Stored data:
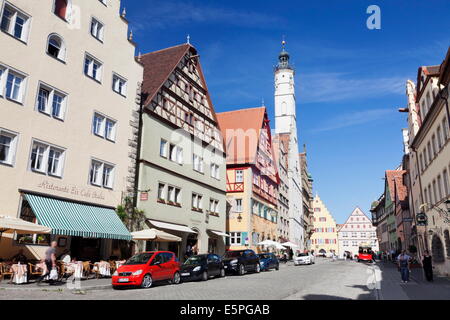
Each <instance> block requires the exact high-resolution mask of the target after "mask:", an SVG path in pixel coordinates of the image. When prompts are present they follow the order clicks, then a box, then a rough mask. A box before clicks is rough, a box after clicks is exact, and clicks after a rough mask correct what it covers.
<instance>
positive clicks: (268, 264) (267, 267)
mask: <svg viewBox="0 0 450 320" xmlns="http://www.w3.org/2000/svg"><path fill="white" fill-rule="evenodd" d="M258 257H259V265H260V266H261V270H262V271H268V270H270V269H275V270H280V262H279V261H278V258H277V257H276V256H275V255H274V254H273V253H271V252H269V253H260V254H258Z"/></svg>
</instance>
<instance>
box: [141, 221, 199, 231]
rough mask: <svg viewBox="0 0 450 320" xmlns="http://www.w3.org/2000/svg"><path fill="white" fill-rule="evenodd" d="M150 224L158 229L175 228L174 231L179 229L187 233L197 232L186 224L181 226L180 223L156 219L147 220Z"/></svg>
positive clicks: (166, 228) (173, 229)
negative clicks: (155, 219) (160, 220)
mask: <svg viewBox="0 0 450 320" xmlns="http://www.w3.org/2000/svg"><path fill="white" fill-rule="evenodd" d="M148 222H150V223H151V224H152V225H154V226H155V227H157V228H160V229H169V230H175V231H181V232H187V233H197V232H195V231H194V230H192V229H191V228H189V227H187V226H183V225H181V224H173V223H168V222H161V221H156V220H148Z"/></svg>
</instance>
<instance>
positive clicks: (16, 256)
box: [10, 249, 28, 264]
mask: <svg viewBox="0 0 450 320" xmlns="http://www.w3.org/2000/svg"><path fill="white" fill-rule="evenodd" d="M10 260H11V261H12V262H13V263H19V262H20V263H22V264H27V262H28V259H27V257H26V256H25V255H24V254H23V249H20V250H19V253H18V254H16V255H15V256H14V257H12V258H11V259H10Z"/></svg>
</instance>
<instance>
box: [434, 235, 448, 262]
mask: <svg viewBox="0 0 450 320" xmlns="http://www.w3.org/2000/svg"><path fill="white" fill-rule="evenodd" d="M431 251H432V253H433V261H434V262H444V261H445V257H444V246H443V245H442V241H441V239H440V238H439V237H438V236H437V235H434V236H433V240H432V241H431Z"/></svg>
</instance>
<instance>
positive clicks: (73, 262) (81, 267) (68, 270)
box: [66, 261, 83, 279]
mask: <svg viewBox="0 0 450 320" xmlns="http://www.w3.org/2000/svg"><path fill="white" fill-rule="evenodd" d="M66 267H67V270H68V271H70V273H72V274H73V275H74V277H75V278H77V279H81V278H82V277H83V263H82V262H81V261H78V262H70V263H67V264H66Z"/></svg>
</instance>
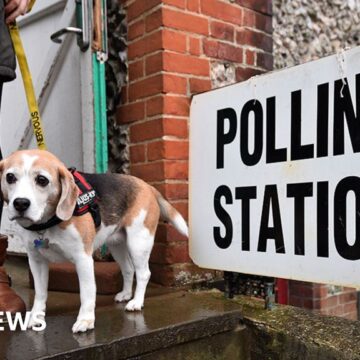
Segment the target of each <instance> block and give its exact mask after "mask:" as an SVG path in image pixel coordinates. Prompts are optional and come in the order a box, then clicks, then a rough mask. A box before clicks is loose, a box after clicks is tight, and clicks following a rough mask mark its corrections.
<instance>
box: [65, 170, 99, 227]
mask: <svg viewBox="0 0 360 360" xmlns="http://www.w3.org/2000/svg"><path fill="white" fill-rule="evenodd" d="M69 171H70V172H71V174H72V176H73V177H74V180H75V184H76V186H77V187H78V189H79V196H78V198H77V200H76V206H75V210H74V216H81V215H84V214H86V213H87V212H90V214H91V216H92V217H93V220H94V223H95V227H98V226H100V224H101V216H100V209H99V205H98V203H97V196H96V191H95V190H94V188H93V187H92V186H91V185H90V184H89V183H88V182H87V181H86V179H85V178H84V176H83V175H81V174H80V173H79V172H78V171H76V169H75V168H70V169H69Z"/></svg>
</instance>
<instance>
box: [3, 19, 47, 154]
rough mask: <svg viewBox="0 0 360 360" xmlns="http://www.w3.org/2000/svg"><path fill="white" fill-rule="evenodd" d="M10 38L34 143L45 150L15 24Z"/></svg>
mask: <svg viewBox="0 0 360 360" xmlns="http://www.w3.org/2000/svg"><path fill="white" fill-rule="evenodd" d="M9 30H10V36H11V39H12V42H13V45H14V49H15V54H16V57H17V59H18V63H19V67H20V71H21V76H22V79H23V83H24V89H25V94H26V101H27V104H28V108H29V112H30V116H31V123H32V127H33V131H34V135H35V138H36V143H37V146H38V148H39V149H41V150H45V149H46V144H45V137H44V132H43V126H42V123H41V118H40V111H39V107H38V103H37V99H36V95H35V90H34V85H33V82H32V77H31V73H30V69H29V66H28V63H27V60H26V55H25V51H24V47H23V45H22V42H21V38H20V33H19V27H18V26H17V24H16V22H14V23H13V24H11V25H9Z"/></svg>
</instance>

*WORK TO COMPLETE:* Which lines in the rows above contain the word "positive"? Return each of those lines in full.

*TASK OUTPUT:*
positive clicks: (268, 264) (267, 267)
positive clicks: (166, 228) (173, 229)
positive clicks: (16, 256)
positive clicks: (73, 262) (81, 267) (68, 270)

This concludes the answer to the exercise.